# [Directive]
Gather every line of the rows below that contains the word "blurred", treating uppercase and lowercase letters as distinct.

[Start]

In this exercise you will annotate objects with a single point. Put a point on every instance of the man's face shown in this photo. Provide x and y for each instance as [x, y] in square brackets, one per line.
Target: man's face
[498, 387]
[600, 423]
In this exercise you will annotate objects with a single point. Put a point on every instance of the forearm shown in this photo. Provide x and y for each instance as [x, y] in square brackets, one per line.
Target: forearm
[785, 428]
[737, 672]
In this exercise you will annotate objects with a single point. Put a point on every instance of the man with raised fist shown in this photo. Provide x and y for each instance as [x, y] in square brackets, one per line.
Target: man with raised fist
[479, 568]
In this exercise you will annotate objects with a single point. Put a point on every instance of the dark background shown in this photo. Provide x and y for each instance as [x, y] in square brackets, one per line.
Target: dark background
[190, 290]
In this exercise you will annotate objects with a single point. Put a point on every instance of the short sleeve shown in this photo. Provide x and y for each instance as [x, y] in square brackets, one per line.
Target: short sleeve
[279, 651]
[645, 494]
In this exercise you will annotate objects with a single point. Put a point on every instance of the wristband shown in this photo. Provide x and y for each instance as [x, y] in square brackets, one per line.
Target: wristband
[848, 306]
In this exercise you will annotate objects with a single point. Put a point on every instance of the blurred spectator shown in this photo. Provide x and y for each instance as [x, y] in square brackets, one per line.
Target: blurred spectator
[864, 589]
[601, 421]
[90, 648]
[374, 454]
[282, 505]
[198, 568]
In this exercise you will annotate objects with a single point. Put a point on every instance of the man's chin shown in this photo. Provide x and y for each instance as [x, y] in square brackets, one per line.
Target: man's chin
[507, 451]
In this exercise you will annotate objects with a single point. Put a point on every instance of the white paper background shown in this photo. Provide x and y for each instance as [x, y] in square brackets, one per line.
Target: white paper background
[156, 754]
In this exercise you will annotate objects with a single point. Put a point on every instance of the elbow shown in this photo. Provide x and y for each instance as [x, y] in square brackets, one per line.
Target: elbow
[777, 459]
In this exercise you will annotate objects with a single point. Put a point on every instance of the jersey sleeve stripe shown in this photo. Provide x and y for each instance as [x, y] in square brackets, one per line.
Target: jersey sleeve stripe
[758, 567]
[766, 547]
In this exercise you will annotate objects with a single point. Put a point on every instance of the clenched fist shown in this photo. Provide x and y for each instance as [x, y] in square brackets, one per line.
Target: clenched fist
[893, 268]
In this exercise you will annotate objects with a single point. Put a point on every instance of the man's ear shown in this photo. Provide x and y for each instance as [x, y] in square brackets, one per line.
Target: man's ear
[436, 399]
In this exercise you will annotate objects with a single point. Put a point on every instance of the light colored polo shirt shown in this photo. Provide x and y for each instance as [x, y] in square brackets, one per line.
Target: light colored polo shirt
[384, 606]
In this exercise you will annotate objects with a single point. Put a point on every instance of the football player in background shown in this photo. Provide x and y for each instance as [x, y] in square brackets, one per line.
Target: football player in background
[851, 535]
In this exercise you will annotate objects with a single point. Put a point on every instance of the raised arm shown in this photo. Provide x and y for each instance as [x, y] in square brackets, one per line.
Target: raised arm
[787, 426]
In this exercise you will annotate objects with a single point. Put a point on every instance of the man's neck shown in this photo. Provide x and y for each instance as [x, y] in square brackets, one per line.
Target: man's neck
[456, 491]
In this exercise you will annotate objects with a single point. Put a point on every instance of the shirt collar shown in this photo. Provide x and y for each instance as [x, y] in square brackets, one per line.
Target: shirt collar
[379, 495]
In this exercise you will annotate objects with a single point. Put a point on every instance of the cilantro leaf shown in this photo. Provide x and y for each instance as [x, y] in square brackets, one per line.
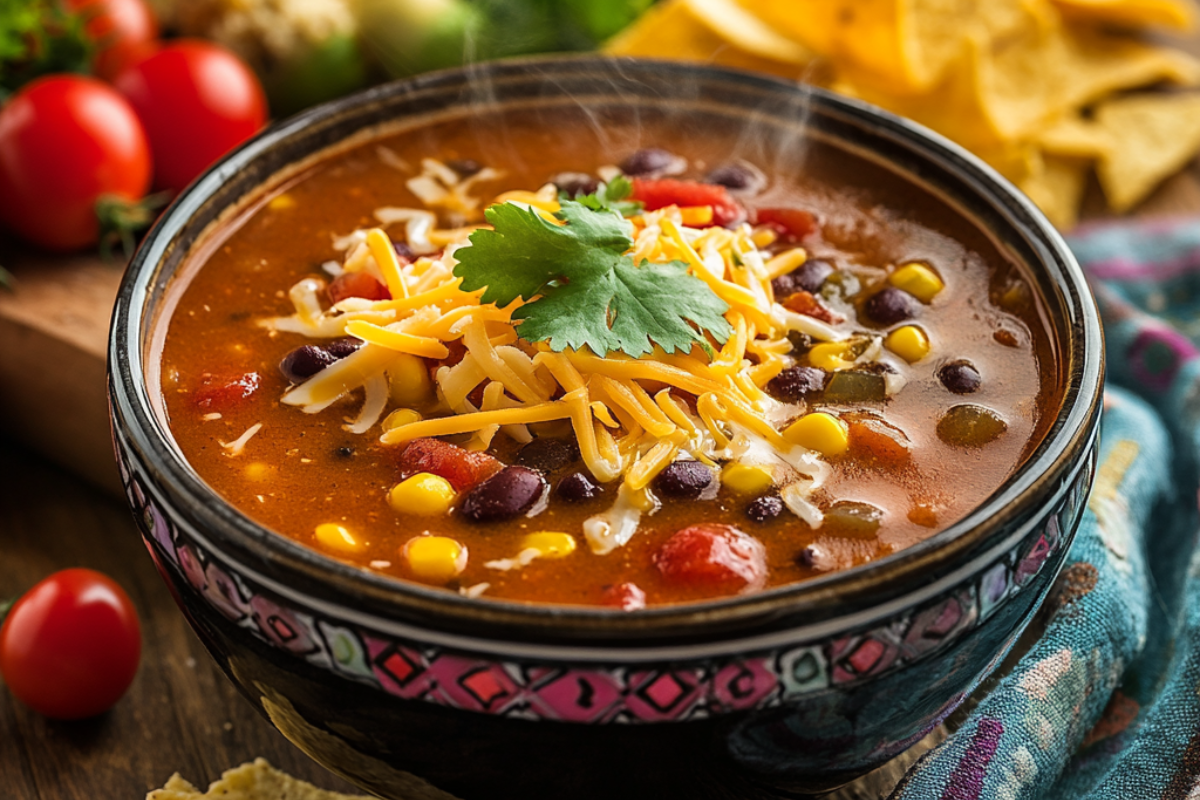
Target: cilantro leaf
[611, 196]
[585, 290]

[End]
[Start]

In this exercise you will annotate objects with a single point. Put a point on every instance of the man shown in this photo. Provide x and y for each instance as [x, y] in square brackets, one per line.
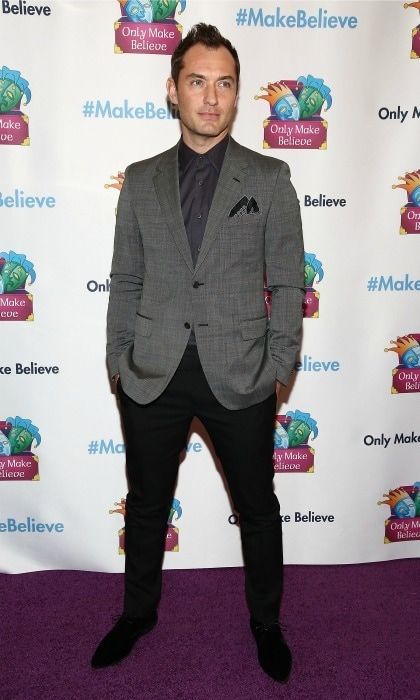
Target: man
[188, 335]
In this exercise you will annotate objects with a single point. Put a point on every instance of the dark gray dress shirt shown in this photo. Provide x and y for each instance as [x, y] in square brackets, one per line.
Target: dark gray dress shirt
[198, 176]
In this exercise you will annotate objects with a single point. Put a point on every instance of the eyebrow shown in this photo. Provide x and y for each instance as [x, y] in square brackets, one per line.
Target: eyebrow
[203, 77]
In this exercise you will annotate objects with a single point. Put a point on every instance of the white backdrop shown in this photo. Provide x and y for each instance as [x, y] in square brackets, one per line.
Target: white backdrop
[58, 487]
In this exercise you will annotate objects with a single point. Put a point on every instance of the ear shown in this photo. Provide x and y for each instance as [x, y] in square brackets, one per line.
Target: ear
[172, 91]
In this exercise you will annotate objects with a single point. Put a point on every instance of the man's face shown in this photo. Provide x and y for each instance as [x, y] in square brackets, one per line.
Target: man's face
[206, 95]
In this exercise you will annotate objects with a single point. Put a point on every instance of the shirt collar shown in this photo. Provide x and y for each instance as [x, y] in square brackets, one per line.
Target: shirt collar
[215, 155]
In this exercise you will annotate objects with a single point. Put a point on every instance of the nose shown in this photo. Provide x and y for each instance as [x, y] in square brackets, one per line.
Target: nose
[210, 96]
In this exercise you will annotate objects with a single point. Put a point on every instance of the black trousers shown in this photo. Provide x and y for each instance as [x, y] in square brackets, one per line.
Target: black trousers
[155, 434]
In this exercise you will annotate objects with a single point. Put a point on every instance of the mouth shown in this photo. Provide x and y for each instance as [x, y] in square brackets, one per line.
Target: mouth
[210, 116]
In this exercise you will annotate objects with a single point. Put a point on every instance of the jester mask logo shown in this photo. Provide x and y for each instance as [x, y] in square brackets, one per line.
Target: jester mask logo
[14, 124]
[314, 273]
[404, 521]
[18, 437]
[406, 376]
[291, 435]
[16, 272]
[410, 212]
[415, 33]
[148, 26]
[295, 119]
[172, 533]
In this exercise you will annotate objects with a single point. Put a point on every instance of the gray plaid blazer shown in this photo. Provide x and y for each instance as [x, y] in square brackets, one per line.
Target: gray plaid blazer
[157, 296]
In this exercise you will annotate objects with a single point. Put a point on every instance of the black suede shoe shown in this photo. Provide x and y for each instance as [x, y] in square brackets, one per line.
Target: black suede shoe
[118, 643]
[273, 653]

[End]

# [Exercise answer]
In this exercise you will annotate objects with a single point. Put a point on every instance of the blurred spectator shown in this photo. Provide x and y for each instance as [x, y] in square brackets, one per line.
Target: blurred spectator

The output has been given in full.